Copy every line of the material below word for word, leaving out the pictures.

Items from a data source
________________________

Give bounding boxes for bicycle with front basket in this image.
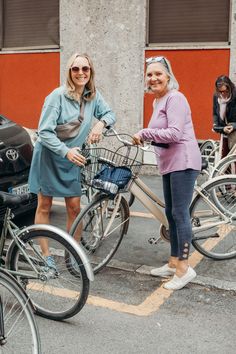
[70,129,236,273]
[0,192,93,320]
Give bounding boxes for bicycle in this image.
[0,192,93,320]
[200,136,236,179]
[70,129,236,273]
[0,269,41,354]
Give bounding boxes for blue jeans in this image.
[162,169,199,260]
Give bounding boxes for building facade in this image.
[0,0,236,139]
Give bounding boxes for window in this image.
[0,0,59,50]
[147,0,230,45]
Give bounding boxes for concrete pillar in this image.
[60,0,146,133]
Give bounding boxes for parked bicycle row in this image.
[0,53,236,353]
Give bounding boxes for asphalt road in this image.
[18,176,236,354]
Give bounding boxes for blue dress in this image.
[29,86,115,197]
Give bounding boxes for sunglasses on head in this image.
[146,57,169,71]
[70,66,90,73]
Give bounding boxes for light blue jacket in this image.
[38,86,116,157]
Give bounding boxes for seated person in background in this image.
[213,75,236,157]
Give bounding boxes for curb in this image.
[106,259,236,292]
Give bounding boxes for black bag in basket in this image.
[93,165,132,194]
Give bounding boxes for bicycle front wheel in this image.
[70,194,129,273]
[10,230,89,320]
[0,270,41,354]
[190,176,236,260]
[211,155,236,178]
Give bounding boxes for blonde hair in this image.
[66,53,96,101]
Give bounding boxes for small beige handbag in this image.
[228,130,236,150]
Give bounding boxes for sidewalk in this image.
[52,176,236,291]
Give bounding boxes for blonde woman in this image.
[133,57,201,290]
[29,53,115,268]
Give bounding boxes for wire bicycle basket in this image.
[81,146,142,195]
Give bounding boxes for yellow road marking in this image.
[50,201,233,316]
[53,200,155,219]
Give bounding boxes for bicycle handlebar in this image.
[104,126,169,150]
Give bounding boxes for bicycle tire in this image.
[0,270,41,354]
[70,194,129,274]
[211,155,236,178]
[190,176,236,260]
[7,230,89,321]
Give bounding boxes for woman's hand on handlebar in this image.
[132,134,143,146]
[87,121,105,144]
[66,147,86,166]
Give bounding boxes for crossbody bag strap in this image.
[78,98,85,124]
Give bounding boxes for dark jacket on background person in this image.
[213,91,236,134]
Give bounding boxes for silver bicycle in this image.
[0,268,41,354]
[70,129,236,273]
[0,192,93,320]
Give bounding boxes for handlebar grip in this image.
[151,141,169,149]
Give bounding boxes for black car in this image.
[0,115,37,222]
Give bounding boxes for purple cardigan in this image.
[138,90,201,175]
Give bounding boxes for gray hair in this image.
[145,57,179,92]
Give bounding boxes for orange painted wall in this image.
[0,53,60,128]
[144,49,230,139]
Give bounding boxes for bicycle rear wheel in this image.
[0,270,41,354]
[190,176,236,260]
[7,230,89,320]
[70,194,129,273]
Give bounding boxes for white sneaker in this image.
[150,264,176,277]
[163,267,197,290]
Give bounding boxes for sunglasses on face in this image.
[70,66,90,73]
[146,57,169,71]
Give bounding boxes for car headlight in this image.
[23,127,38,146]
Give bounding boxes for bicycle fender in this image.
[6,224,94,281]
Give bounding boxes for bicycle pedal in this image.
[148,237,159,245]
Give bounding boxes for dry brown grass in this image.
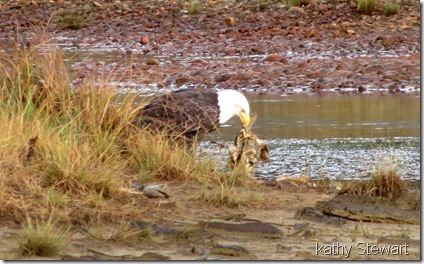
[343,160,407,201]
[0,36,256,240]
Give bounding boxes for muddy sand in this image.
[0,181,421,260]
[0,0,421,260]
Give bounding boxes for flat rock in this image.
[199,222,282,238]
[317,195,420,224]
[209,244,257,260]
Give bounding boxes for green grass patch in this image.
[187,0,202,15]
[358,0,378,15]
[18,215,67,257]
[383,1,400,16]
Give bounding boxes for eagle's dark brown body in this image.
[137,89,220,144]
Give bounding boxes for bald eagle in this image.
[136,89,250,146]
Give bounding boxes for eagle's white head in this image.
[218,90,250,126]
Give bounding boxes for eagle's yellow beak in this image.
[240,111,250,127]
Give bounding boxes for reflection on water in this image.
[201,94,420,179]
[133,94,420,179]
[207,94,420,140]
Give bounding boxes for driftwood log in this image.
[228,115,270,177]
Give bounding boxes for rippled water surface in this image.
[201,93,420,179]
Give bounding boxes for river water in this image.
[2,40,420,182]
[201,93,420,179]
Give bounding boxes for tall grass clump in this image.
[0,35,238,229]
[345,159,407,201]
[0,39,146,225]
[18,215,67,257]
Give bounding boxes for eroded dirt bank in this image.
[0,182,420,260]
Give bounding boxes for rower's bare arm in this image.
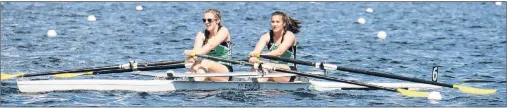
[192,32,206,51]
[266,32,296,56]
[195,27,229,54]
[252,33,269,54]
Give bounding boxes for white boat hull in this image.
[17,79,440,93]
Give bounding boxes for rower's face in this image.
[202,12,220,31]
[271,15,285,32]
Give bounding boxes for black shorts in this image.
[289,66,298,71]
[224,65,234,72]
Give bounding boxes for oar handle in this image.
[261,55,315,66]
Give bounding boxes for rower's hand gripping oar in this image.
[260,55,496,94]
[196,55,429,97]
[0,61,183,80]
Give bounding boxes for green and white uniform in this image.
[203,26,232,72]
[268,30,297,70]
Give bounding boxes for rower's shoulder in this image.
[285,31,296,36]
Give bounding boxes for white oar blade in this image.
[0,73,24,80]
[452,85,496,95]
[396,88,430,97]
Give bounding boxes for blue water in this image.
[0,2,506,107]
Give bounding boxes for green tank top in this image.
[203,26,232,66]
[268,30,297,67]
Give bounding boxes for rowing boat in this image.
[17,72,440,93]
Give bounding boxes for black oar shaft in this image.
[23,61,184,77]
[261,55,315,66]
[275,69,397,92]
[93,63,185,74]
[261,55,453,88]
[197,55,397,92]
[336,66,453,88]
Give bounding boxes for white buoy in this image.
[428,91,442,100]
[357,18,366,24]
[366,8,373,13]
[377,31,387,39]
[136,5,143,11]
[88,15,97,22]
[47,30,56,37]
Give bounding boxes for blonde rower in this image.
[184,9,233,81]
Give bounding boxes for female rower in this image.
[248,11,301,82]
[184,9,232,81]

________________________

**Correct result**
Give bounding boxes for bicycle with front basket in this image.
[70,129,236,273]
[0,192,93,320]
Give bounding boxes for bicycle in this image.
[0,192,93,320]
[200,136,236,179]
[70,129,236,273]
[0,269,41,354]
Give bounding boxes for blue jeans in this image.
[162,169,199,260]
Give bounding boxes for building facade in this image.
[0,0,236,139]
Give bounding boxes for window in this image.
[0,0,59,50]
[147,0,230,45]
Give bounding boxes for concrete pillar in this image.
[60,0,146,133]
Give bounding boxes for parked bicycle row in this image.
[0,53,236,353]
Give bounding boxes for asphalt road in this image.
[18,176,236,354]
Give bounding boxes for blue dress in this image.
[29,86,115,197]
Give bounding boxes for sunglasses on head in this image.
[146,57,169,71]
[70,66,90,73]
Give bounding boxes for light blue jacket in this image.
[38,86,116,157]
Give bounding boxes for seated person in background in this image.
[213,75,236,157]
Give bounding boxes for curb in this image.
[106,259,236,292]
Give bounding boxes for black bag in basket in this image.
[93,165,132,194]
Give bounding boxes for bicycle front wheel in this image.
[70,194,129,273]
[10,230,89,320]
[0,270,41,354]
[190,176,236,260]
[211,155,236,178]
Give bounding boxes for blonde hair in this image.
[66,53,96,101]
Give bounding boxes for small beige handbag in this image.
[228,130,236,150]
Give bounding boxes for sidewalk in this image.
[52,176,236,291]
Give bounding boxes for blonde woman in this image.
[133,57,201,290]
[29,53,115,268]
Give bounding boxes for wire bicycle basket in this image.
[81,146,142,195]
Give bounding boxes for yellow road marking in this image.
[50,201,233,316]
[53,200,155,219]
Give bounding boxes for bicycle handlebar in this image.
[104,126,169,150]
Give bounding boxes for bicycle tire in this image.
[0,270,41,354]
[70,194,129,274]
[211,155,236,178]
[190,176,236,260]
[7,230,89,321]
Give bounding boxes for woman's hand on handlebar in this image.
[132,134,143,146]
[87,121,105,144]
[66,147,86,166]
Give bounding boxes for crossbody bag strap in this image.
[78,98,85,124]
Give bounding boxes for dark jacket on background person in this image.
[213,91,236,134]
Give bounding boxes for silver bicycle in this image.
[0,268,41,354]
[70,129,236,273]
[0,192,93,320]
Give bounding boxes for handlebar grip in this image.
[151,141,169,149]
Give bounding boxes for black car in this image.
[0,115,37,222]
Give bounding boxes for purple cardigan in this image.
[138,90,201,175]
Give bounding boxes for gray hair in this image.
[145,57,179,92]
Give bounding boxes for orange painted wall in this image.
[0,53,60,128]
[144,49,230,139]
Give bounding boxes for bicycle rear wheel in this image.
[0,270,41,354]
[190,176,236,260]
[7,230,89,320]
[70,194,129,273]
Give bounding boxes for white sneaker in this image.
[150,264,176,277]
[163,267,197,290]
Give bounding boxes for sunglasses on face in this image.
[70,66,90,73]
[146,57,169,71]
Give bounding boxes for car headlight in this image.
[23,127,38,146]
Give bounding boxes for bicycle fender in this image.
[6,224,94,281]
Give bounding boxes for bicycle pedal in this image.
[148,237,159,245]
Give bounding boxes for dry brown grass in this image.
[343,160,407,201]
[0,36,256,240]
Give bounding boxes for muddy sand in this image.
[0,181,421,260]
[0,0,421,260]
Give bounding boxes for flat rock in this image.
[199,222,282,238]
[317,195,420,224]
[209,244,257,260]
Give bounding boxes for green grass patch in this image.
[187,0,202,15]
[358,0,378,15]
[18,215,67,257]
[383,1,400,16]
Give bounding boxes for eagle's dark brown body in this image.
[137,89,220,144]
Give bounding boxes for bald eagle in this image.
[136,89,250,146]
Give bounding boxes for eagle's white head in this image.
[218,90,250,126]
Give bounding boxes for eagle's yellow beak in this image.
[240,111,250,127]
Give bounding boxes for reflection on water in this image.
[201,94,420,179]
[133,94,420,179]
[207,94,420,140]
Give bounding boxes for driftwood log in this image.
[228,115,270,177]
Give bounding boxes for rippled water surface in this image.
[201,93,420,179]
Give bounding boxes for river water in this image.
[2,40,420,182]
[201,93,420,179]
Give bounding boxes for tall grass clump in this image.
[0,35,238,229]
[345,159,407,201]
[0,39,146,225]
[18,215,67,257]
Give bounding boxes for eroded dirt bank in this image.
[0,182,420,260]
Give bounding boxes for rower's bare arm in this image.
[192,32,206,51]
[266,32,296,56]
[195,27,229,54]
[252,33,269,54]
Give bounding boxes for white boat hull in this image.
[17,79,440,93]
Give bounding boxes for rower's face in this image.
[202,12,220,31]
[271,15,285,32]
Give bounding boxes for black shorts in this image.
[289,66,298,71]
[224,65,234,72]
Give bounding boxes for oar handle in this image.
[261,55,315,66]
Give bounding boxes for rower's hand gripping oar in this image.
[260,55,496,94]
[196,55,429,97]
[0,61,183,80]
Give bounding boxes for green and white uniform in this image.
[203,26,232,72]
[268,30,297,70]
Give bounding boxes for rower's shoulder in this image.
[285,31,296,36]
Give bounding boxes for white oar blade in this image.
[0,73,24,80]
[452,85,496,95]
[396,88,430,97]
Give bounding boxes for blue water in this image.
[0,2,506,107]
Give bounding boxes for green tank top in this image.
[203,26,232,66]
[268,30,297,67]
Give bounding boxes for rowing boat in this image.
[17,72,440,93]
Give bounding boxes for black oar shaft in this image.
[23,61,184,77]
[261,55,315,66]
[275,69,397,92]
[93,63,185,74]
[261,55,453,88]
[197,55,397,92]
[336,66,453,88]
Give bounding boxes for white buoy in this image.
[428,91,442,100]
[357,18,366,24]
[366,8,373,13]
[377,31,387,39]
[136,5,143,11]
[88,15,97,22]
[47,30,56,37]
Give bounding boxes for blonde rower in this image.
[184,9,233,81]
Give bounding boxes for female rower in this image.
[248,11,301,82]
[184,9,232,81]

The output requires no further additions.